>>>>>

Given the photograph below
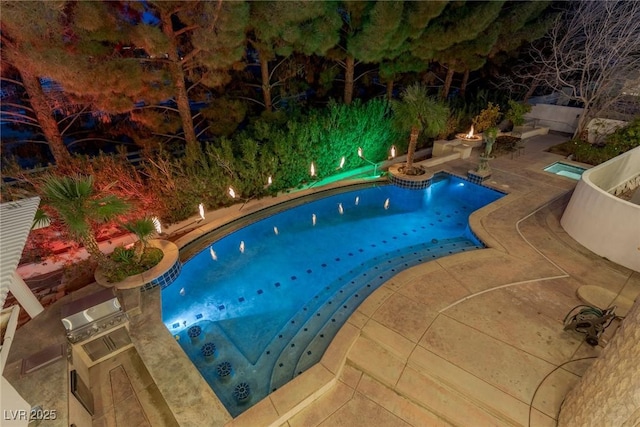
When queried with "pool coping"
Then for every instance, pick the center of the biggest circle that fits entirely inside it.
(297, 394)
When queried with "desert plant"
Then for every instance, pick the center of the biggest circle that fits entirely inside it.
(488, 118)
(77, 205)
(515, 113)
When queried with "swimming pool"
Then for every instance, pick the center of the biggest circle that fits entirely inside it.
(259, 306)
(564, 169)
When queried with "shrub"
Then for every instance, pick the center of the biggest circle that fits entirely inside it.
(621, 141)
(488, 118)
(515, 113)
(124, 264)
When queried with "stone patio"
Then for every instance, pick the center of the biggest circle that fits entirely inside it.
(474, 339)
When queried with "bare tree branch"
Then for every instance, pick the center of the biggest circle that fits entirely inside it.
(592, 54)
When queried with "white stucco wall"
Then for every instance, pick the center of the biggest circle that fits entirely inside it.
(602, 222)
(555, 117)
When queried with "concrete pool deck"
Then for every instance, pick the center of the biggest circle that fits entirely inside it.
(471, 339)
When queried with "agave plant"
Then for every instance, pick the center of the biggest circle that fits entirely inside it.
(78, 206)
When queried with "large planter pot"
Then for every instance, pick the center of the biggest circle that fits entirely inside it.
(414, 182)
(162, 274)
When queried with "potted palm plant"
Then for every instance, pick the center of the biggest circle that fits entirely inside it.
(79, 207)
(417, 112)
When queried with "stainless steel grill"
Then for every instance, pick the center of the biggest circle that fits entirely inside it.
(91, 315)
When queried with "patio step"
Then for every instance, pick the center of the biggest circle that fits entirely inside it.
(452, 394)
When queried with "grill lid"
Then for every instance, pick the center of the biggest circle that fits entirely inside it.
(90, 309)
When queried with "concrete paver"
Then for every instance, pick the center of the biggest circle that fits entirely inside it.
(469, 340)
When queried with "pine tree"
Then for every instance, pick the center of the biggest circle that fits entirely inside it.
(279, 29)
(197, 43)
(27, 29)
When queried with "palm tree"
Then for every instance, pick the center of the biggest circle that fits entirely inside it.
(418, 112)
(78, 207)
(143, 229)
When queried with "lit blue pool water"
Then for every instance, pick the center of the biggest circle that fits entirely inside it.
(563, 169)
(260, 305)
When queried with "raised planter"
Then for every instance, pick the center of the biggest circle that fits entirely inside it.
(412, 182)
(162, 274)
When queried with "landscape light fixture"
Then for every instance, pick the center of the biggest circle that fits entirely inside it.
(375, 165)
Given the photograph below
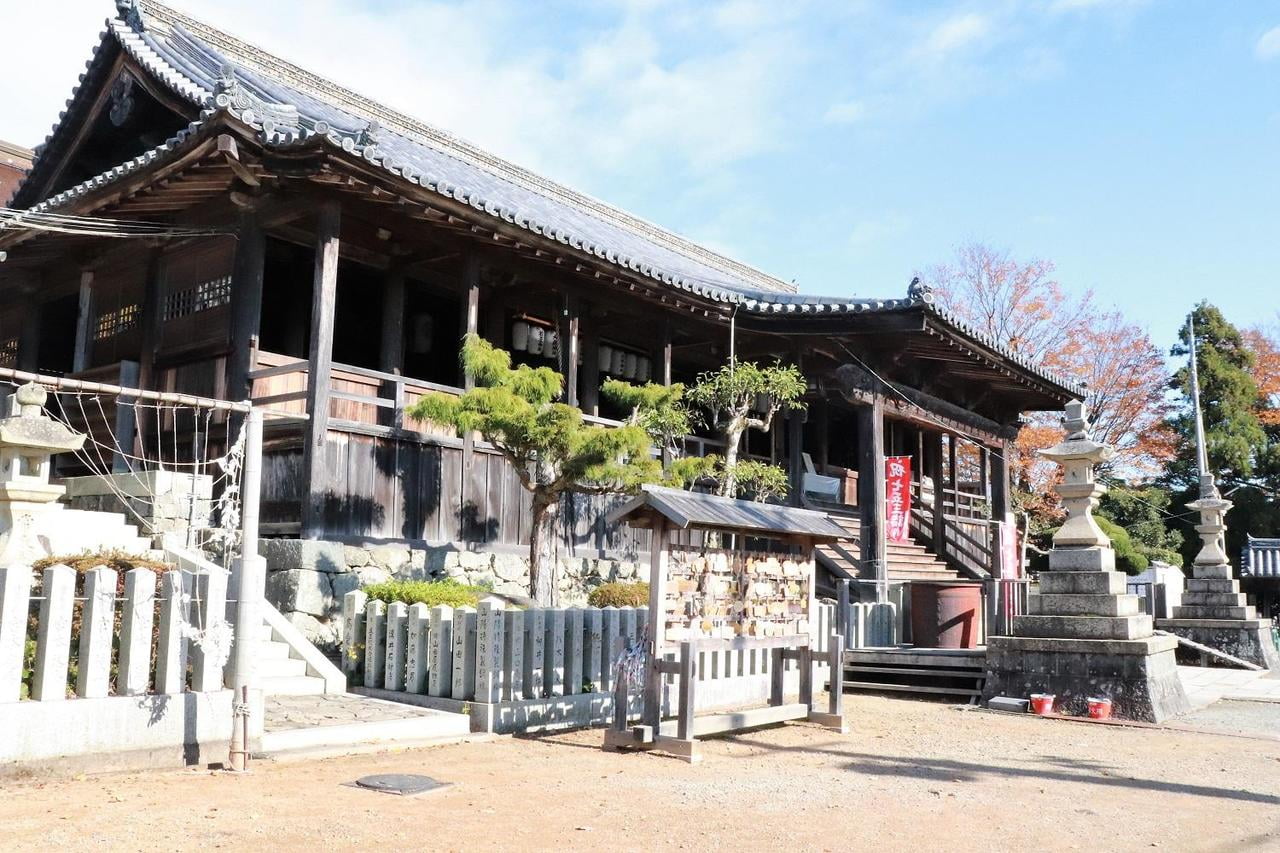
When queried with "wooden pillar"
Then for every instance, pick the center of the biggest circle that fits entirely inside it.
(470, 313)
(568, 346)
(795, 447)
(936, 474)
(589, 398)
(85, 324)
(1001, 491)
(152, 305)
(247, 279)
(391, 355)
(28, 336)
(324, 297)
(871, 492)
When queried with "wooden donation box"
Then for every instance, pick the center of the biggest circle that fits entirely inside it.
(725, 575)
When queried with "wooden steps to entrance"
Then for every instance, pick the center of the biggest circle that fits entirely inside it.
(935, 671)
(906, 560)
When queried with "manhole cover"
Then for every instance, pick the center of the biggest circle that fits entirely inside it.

<<<<<

Report each line of the data in which "patio" occurs.

When queried with "stone patio"
When queried with "patio step"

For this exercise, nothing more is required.